▶ _PASSAGE_
- - -
I'm trying to extract job descriptions for each post from Indeed website but, the result is not what I expected!
I've written a code to get job descriptions. I'm working with python 2.7 and the latest beautifulsoup. When you open the page and click on each job title, you will see the related information on the right side of the screen. I need to extract those job descriptions for each job on this page. My Code:
import sys
import urllib2
from BeautifulSoup import BeautifulSoup
url = "https://www.indeed.com/jobs?q=construction%20manager&l=Houston%2C%20TX&vjk=8000b2656aae5c08"
html = urllib2.urlopen(url).read()
soup = BeautifulSoup(html)
N = soup.findAll("div", {"id" : "vjs-desc"})
print N
I expected to see the results but instead, I got [] as the result. Is it because the Id is non-unique. If so, how should I edit the code?
the #vjs-desc
element is generated by javascript and the content are from Ajax request. To get the description you need to do that request.
# -*- coding: utf-8 -*-
# it easier to create http request/session using this
import requests
import re, urllib
from BeautifulSoup import BeautifulSoup
url = "https://www......"
# create session
s = requests.session()
html = s.get(url).text
# exctract job IDs
job_ids = ','.join(re.findall(r"jobKeysWithInfo\['(.+?)'\]", html))
ajax_url = 'https://www.indeed.com/rpc/jobdescs?jks=' + urllib.quote(job_ids)
# do Ajax request and convert the response to json
ajax_content = s.get(ajax_url).json()
print(ajax_content)
for id, desc in ajax_content.items():
print id
soup = BeautifulSoup(desc, 'html.parser')
# or try this
# soup = BeautifulSoup(desc.decode('unicode-escape'), 'html.parser')
print soup.text.encode('utf-8')
print('==============================')
- - -
(Shape labeling records)
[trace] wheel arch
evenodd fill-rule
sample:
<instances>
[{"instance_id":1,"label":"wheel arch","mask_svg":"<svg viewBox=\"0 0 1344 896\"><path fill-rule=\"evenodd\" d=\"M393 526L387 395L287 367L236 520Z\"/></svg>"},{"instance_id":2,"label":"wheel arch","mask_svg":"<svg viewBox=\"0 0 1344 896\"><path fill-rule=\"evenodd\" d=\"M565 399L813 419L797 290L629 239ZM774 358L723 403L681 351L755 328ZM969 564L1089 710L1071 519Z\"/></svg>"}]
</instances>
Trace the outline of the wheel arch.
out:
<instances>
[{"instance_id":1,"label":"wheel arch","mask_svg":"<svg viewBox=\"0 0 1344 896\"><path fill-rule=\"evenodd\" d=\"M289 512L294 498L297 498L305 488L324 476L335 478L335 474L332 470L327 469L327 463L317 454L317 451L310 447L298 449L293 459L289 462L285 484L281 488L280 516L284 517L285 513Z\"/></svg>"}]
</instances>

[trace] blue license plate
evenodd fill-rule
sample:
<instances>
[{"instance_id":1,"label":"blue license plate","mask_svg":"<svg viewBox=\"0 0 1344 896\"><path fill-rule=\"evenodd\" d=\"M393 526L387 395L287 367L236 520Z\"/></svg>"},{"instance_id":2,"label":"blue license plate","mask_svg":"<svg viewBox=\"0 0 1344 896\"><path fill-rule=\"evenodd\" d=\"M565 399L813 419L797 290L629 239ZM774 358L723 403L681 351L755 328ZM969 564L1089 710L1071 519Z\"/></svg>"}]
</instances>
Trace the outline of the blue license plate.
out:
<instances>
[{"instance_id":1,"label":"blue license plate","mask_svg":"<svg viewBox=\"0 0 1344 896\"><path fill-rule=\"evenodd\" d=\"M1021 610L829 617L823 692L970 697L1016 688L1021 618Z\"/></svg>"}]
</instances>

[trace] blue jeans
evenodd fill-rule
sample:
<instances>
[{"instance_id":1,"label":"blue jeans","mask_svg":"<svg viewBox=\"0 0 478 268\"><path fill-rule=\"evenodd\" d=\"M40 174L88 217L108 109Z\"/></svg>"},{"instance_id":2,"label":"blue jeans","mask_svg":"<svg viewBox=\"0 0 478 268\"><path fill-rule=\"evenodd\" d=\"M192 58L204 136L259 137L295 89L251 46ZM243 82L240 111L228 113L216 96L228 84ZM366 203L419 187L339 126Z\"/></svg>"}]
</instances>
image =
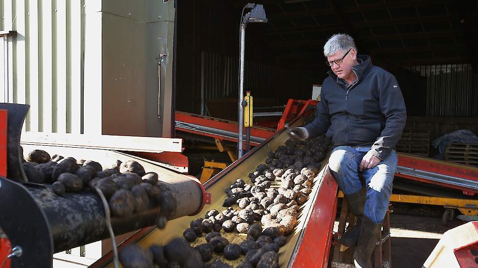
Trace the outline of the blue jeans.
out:
<instances>
[{"instance_id":1,"label":"blue jeans","mask_svg":"<svg viewBox=\"0 0 478 268\"><path fill-rule=\"evenodd\" d=\"M370 147L339 146L332 150L329 167L344 194L362 189L359 166L369 150ZM385 217L397 161L397 154L392 151L374 168L362 172L367 190L364 215L375 223L381 223Z\"/></svg>"}]
</instances>

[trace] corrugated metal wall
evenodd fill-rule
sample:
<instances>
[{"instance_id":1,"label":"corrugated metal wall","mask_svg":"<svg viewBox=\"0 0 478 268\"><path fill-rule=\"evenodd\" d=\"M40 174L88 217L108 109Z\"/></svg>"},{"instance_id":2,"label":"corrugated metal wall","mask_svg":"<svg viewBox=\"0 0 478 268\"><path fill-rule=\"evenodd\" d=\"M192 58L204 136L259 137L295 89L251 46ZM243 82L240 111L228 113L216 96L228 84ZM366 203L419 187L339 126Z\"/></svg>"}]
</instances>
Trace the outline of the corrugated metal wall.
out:
<instances>
[{"instance_id":1,"label":"corrugated metal wall","mask_svg":"<svg viewBox=\"0 0 478 268\"><path fill-rule=\"evenodd\" d=\"M5 101L31 105L25 130L83 132L85 0L0 0L8 36ZM0 74L3 79L3 74Z\"/></svg>"},{"instance_id":2,"label":"corrugated metal wall","mask_svg":"<svg viewBox=\"0 0 478 268\"><path fill-rule=\"evenodd\" d=\"M427 116L478 116L478 74L468 64L411 67L427 77Z\"/></svg>"},{"instance_id":3,"label":"corrugated metal wall","mask_svg":"<svg viewBox=\"0 0 478 268\"><path fill-rule=\"evenodd\" d=\"M239 59L213 52L201 53L201 112L204 110L206 98L237 97ZM270 89L274 85L274 66L271 64L246 61L244 64L244 90Z\"/></svg>"}]
</instances>

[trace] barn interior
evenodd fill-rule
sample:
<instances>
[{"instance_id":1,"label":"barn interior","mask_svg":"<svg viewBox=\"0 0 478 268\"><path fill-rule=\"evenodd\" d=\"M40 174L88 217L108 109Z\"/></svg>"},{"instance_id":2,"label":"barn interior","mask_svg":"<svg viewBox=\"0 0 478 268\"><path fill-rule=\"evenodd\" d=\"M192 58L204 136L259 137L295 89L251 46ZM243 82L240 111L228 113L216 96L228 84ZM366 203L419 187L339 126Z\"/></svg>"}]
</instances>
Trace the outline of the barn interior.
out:
<instances>
[{"instance_id":1,"label":"barn interior","mask_svg":"<svg viewBox=\"0 0 478 268\"><path fill-rule=\"evenodd\" d=\"M239 23L246 1L178 1L176 109L237 121ZM268 21L246 29L244 90L255 112L308 99L327 76L323 46L332 35L392 73L407 127L430 141L478 132L476 1L264 0ZM279 109L281 108L279 108ZM417 152L433 156L434 148Z\"/></svg>"}]
</instances>

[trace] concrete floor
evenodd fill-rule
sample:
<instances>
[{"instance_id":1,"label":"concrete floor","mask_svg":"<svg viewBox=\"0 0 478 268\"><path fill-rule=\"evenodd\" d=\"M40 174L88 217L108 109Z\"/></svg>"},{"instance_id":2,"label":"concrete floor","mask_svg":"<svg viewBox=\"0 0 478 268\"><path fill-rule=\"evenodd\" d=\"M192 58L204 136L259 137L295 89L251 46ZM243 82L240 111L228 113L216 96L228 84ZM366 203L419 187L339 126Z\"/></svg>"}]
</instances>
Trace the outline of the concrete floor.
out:
<instances>
[{"instance_id":1,"label":"concrete floor","mask_svg":"<svg viewBox=\"0 0 478 268\"><path fill-rule=\"evenodd\" d=\"M443 233L464 223L455 219L444 226L439 206L394 203L391 209L392 268L421 268ZM334 231L338 226L336 221Z\"/></svg>"}]
</instances>

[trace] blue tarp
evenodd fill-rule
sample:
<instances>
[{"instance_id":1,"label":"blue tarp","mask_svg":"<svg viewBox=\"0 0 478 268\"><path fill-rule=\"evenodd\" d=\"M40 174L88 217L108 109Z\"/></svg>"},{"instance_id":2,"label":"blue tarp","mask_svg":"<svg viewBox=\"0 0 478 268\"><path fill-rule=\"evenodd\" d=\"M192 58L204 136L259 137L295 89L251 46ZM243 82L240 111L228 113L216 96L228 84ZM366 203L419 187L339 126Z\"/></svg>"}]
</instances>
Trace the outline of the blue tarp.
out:
<instances>
[{"instance_id":1,"label":"blue tarp","mask_svg":"<svg viewBox=\"0 0 478 268\"><path fill-rule=\"evenodd\" d=\"M444 159L445 150L450 143L478 143L478 137L475 133L466 129L445 134L432 142L432 145L440 152L435 158Z\"/></svg>"}]
</instances>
- - -
▶ _CHALLENGES_
(A) Reproduce a portion of the Indeed scraping thread, beginning at the words "I've written a" and stopping after "html = urllib2.urlopen(url).read()".
(B) In the Indeed scraping thread, which Python version does the asker say they are working with?

▶ _OUTPUTS FOR THE TASKS_
(A)
I've written a code to get job descriptions. I'm working with python 2.7 and the latest beautifulsoup. When you open the page and click on each job title, you will see the related information on the right side of the screen. I need to extract those job descriptions for each job on this page. My Code:
import sys
import urllib2
from BeautifulSoup import BeautifulSoup
url = "https://www.indeed.com/jobs?q=construction%20manager&l=Houston%2C%20TX&vjk=8000b2656aae5c08"
html = urllib2.urlopen(url).read()

(B) Python 2.7